Given entries –
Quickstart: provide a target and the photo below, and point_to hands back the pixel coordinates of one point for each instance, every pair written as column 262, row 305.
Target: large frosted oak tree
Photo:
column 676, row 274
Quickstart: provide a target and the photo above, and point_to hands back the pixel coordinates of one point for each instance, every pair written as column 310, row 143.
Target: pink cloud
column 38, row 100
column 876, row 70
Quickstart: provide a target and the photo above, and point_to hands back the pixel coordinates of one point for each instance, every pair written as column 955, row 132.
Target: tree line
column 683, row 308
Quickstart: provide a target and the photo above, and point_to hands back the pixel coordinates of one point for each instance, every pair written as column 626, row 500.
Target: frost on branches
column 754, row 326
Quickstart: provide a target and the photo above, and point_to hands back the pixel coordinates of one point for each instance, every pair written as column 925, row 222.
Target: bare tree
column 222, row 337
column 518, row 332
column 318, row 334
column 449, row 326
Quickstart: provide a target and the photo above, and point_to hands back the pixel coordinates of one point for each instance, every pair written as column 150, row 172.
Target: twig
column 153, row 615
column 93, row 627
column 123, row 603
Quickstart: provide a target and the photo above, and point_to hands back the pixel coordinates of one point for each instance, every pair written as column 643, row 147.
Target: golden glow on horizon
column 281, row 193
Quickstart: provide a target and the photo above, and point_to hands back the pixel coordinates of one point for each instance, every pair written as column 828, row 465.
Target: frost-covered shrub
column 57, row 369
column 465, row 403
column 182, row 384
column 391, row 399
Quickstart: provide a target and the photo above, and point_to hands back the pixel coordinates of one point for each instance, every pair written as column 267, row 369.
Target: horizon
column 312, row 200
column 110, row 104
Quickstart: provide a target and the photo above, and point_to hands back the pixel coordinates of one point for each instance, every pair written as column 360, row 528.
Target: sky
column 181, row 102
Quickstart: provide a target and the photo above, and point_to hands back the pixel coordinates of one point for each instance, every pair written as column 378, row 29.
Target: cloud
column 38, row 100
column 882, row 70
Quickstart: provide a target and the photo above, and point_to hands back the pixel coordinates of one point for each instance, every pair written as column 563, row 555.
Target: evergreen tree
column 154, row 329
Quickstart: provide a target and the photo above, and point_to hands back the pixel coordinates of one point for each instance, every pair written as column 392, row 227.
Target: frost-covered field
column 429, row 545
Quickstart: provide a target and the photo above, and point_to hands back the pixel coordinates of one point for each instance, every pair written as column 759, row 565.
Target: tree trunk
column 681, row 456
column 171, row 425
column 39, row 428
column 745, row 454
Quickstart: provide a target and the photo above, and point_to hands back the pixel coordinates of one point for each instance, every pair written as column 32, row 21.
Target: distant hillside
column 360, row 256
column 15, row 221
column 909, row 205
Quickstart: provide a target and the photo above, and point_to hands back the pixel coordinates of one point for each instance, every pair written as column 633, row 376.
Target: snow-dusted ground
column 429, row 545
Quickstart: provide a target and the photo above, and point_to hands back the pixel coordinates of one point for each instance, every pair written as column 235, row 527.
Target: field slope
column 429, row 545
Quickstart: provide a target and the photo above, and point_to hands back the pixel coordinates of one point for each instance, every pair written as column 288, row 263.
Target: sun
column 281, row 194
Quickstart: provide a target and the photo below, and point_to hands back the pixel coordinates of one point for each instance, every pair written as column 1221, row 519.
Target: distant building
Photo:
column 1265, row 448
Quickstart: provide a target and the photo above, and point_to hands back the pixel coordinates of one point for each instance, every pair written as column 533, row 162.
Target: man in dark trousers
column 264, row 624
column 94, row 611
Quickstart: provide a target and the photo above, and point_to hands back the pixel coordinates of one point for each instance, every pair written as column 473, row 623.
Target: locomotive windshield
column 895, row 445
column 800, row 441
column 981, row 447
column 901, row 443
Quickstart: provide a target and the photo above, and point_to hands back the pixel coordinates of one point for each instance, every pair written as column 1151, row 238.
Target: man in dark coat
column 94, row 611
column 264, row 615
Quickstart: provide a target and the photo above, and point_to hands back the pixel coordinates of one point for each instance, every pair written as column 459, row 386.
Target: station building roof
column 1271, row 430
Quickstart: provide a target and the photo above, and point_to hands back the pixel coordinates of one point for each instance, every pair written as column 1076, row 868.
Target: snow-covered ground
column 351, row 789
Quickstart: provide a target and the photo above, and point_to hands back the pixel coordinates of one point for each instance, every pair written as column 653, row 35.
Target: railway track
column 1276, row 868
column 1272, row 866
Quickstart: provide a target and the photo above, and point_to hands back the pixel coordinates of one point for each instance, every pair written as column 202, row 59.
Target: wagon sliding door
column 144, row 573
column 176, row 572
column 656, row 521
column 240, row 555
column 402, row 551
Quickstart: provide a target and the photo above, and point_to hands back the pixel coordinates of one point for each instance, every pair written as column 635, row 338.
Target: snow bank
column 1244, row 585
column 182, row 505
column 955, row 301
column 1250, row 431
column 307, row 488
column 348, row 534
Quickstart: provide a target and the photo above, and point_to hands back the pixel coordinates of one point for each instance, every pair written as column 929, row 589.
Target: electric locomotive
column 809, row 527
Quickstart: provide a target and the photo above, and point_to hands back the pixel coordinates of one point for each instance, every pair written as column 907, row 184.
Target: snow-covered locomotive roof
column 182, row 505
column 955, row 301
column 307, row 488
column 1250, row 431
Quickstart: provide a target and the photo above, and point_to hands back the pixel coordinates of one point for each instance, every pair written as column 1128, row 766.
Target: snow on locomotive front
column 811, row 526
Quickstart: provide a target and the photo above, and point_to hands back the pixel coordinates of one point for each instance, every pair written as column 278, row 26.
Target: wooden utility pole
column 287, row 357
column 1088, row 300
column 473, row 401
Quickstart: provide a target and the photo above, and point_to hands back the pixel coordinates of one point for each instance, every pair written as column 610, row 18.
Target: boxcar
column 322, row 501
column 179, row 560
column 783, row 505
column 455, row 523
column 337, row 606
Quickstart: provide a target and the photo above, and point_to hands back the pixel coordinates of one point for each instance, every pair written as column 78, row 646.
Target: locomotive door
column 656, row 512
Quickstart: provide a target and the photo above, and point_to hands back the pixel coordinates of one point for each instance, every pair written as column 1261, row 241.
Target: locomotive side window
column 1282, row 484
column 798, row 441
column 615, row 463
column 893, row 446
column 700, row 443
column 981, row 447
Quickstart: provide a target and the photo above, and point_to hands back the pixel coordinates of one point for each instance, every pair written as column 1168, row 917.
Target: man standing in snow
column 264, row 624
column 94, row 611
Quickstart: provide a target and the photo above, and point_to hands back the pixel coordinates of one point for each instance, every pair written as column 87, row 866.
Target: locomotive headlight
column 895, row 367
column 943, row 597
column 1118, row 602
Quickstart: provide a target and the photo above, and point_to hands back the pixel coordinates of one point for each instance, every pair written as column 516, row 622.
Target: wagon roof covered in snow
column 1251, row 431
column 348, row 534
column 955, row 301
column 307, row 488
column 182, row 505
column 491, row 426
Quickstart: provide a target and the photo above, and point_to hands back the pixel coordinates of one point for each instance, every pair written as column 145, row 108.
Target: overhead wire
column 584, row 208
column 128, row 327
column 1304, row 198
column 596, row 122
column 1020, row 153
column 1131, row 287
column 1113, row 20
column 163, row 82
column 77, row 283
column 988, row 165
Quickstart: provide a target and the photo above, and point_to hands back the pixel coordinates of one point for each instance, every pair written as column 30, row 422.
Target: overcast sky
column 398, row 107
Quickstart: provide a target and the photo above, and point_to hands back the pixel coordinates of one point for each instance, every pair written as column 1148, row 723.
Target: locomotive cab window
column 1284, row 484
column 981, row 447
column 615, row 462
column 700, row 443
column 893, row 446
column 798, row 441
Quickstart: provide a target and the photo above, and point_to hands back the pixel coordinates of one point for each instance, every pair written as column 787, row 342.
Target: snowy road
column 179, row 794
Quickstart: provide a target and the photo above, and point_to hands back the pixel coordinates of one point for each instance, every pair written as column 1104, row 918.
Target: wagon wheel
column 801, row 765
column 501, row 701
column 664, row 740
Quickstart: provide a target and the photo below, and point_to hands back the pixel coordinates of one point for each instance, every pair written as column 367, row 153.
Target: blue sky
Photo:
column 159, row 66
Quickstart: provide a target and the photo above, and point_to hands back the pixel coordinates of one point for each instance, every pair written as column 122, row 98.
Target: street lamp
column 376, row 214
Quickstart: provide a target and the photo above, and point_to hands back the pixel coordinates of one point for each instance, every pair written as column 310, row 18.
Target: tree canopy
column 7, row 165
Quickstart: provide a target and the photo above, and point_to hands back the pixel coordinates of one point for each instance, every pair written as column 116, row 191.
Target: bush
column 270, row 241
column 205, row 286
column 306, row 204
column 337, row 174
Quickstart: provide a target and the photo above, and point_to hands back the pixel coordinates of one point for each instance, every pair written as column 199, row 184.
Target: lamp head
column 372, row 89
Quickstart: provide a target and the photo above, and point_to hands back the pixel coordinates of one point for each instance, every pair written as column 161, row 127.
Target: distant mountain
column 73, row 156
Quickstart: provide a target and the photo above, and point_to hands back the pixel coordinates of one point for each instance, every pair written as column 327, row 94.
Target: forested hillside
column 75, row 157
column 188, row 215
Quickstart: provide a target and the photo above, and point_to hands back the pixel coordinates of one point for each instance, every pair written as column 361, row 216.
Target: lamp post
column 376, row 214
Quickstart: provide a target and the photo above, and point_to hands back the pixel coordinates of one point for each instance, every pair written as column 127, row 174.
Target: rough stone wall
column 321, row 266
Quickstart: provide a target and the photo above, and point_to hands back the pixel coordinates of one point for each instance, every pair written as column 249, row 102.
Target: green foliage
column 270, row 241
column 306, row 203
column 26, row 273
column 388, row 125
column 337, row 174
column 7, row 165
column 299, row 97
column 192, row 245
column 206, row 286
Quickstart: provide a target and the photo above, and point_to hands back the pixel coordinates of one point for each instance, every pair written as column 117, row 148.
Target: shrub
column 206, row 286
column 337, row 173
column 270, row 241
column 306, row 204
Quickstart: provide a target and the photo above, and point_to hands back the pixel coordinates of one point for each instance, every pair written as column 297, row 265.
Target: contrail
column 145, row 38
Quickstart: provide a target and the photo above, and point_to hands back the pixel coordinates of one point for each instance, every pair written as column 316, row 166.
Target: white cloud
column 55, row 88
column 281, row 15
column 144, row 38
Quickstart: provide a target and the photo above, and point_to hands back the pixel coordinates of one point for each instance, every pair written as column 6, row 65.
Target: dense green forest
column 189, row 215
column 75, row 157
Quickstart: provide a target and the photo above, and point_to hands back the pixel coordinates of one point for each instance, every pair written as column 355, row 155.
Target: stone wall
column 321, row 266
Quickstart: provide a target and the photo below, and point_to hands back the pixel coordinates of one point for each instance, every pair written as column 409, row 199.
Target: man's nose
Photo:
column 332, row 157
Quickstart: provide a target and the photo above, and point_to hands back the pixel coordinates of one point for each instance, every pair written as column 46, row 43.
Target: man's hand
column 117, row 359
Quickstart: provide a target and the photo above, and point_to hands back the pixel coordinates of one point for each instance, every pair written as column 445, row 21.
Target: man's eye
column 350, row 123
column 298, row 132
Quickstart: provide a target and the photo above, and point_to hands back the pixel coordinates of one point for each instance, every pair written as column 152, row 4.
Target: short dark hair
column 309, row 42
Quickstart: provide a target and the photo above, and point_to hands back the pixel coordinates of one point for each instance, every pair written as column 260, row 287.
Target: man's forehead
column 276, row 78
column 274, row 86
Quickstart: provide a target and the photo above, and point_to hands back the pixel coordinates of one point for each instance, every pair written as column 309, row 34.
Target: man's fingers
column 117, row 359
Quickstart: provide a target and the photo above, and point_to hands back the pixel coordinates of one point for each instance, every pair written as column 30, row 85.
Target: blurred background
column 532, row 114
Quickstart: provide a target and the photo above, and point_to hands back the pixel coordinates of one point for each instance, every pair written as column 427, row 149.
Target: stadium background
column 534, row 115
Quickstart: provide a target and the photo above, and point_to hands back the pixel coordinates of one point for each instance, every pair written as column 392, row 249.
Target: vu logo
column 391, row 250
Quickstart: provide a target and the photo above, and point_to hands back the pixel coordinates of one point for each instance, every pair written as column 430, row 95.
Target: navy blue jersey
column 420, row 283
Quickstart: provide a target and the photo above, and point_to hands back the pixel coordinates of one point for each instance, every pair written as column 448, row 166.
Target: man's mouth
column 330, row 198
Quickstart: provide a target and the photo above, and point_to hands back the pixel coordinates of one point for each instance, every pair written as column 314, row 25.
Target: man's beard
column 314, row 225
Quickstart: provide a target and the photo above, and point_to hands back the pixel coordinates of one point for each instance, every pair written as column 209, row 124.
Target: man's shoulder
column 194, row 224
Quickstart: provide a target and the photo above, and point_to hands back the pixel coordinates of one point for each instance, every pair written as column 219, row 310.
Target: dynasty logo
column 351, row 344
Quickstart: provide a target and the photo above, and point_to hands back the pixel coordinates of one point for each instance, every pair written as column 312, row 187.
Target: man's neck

Problem to solve – Rewrite the lines from the one containing "430, row 95." through the end of the rows, both included, as a numbered list without blank lines.

Output below –
1. Quickstart: provide a target and the photo above, and point_to hands back the pixel coordinates of one point for each instance, every pair written as column 430, row 95.
2. Target: navy blue jersey
3. column 420, row 283
4. Quickstart: provide a target and the photo above, and point_to hands back the pixel coordinates of one point for each instance, every pair written as column 448, row 166.
5. Target: man's mouth
6. column 330, row 198
7. Quickstart: provide a target and the photo above, and point_to hands back the pixel coordinates of one point for each instance, every pair written as column 314, row 25.
8. Target: man's beard
9. column 314, row 225
10. Quickstart: provide a target and the photo above, and point_to hands back the pixel coordinates of one point for each instance, every pair written as column 209, row 124.
11. Target: man's shoulder
12. column 194, row 224
13. Quickstart: provide a target and the photo above, and point_to hands back the pixel coordinates of one point for each instance, every pair written as column 219, row 310.
14. Target: dynasty logo
15. column 351, row 344
16. Quickstart: provide a target and the photo above, and point_to hands back the pixel coordinates of one point for each instance, every pair written as column 312, row 187.
17. Target: man's neck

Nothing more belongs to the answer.